- **What to work on**
Pull out every line in the material below that contains the word "tree". Copy each of those lines in full.

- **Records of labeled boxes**
---

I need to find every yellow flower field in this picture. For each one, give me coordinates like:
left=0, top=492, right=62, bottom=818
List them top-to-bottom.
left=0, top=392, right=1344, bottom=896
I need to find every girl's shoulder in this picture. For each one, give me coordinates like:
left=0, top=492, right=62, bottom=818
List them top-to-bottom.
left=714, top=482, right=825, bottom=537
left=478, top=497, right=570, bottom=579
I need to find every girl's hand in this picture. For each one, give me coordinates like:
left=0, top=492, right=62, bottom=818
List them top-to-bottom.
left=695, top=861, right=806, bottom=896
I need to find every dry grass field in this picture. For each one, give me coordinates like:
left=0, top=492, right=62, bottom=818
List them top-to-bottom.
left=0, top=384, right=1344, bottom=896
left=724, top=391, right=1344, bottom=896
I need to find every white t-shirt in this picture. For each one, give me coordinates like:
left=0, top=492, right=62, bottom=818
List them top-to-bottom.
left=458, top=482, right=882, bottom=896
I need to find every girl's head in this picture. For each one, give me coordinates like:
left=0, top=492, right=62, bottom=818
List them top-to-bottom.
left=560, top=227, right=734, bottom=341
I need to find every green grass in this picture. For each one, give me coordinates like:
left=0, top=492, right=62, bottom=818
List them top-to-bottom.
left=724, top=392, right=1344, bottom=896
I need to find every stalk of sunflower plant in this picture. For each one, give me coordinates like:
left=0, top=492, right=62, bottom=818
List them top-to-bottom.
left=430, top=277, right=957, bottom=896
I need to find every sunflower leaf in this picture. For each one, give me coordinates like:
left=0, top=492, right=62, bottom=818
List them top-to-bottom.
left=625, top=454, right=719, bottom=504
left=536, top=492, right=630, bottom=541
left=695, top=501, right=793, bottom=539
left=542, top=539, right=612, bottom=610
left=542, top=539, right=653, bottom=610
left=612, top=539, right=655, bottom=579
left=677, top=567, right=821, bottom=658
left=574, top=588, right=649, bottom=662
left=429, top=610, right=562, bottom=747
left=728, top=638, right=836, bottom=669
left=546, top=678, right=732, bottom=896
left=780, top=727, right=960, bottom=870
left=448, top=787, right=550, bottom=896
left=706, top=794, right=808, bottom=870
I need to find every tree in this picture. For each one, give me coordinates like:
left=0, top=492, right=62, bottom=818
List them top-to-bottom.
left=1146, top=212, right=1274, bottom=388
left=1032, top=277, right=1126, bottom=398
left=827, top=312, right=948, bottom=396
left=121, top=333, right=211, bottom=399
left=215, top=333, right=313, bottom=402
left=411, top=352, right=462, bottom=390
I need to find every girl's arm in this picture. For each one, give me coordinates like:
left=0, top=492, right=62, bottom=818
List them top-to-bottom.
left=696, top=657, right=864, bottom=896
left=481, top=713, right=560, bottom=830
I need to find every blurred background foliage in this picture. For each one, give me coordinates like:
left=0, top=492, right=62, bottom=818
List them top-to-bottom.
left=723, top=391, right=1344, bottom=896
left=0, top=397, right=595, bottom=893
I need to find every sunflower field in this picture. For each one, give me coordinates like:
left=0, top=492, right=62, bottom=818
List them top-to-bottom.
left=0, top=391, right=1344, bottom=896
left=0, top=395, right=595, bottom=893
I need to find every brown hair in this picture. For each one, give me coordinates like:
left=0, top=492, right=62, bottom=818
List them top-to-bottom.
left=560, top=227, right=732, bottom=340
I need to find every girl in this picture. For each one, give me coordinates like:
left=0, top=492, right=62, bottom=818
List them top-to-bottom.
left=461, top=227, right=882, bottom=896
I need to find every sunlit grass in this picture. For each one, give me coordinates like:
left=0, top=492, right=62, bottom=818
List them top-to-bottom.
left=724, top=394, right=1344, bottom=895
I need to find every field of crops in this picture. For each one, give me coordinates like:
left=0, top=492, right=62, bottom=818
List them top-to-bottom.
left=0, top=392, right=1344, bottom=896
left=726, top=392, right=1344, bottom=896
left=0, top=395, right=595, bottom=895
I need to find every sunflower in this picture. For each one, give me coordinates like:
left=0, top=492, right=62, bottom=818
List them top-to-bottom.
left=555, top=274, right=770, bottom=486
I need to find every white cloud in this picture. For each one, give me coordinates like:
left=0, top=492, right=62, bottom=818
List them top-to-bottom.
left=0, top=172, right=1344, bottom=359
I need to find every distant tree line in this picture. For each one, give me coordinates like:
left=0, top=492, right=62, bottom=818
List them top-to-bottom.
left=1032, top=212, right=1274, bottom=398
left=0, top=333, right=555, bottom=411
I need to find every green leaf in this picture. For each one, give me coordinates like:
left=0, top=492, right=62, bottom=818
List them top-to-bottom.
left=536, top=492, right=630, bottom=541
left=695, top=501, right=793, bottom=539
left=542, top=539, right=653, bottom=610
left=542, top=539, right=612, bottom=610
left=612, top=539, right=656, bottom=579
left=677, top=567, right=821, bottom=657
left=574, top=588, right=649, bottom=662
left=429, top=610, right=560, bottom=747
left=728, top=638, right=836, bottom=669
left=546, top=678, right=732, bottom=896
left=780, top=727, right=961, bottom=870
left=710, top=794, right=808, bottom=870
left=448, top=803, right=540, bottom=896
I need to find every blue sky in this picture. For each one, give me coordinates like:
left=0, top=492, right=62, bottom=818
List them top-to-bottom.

---

- **Correct answer**
I need to find every tree in this picture. For each one, give me coordinates like:
I need to find every distant tree line in this picture. For each one, give me coordinates like:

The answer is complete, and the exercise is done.